__Work request__:
Without including any images, repeat the data exactly.

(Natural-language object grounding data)

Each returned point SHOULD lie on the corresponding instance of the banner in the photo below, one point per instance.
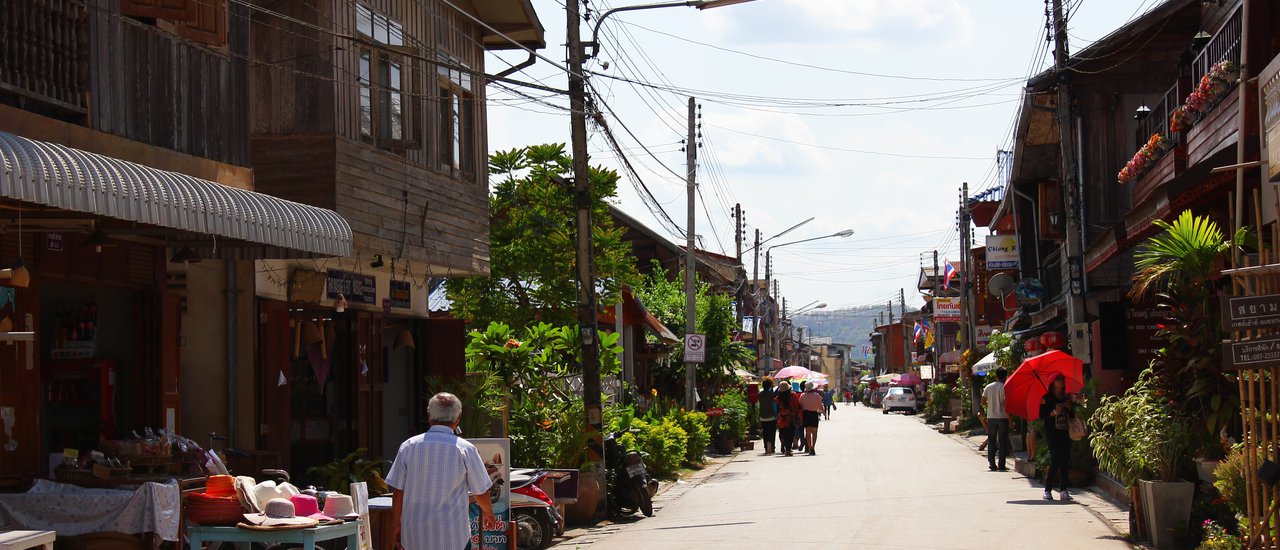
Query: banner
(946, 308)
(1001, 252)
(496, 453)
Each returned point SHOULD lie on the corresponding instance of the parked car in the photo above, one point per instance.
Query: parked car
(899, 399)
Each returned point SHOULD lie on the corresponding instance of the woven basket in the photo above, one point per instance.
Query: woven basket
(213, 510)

__Output for this task__:
Each returned point SHOULD lie on the corresponding instance of the banner in the photo below, one point per instance.
Query: banner
(946, 308)
(1001, 252)
(496, 453)
Each returned point SHOULD lie on the corresponding instance of the parked car in the photo above, one point per instance.
Query: parked car
(899, 399)
Each returned point SHOULD lie on the corresponding instance of the woven basket in the photo above, one point per instance.
Query: woven basket
(213, 510)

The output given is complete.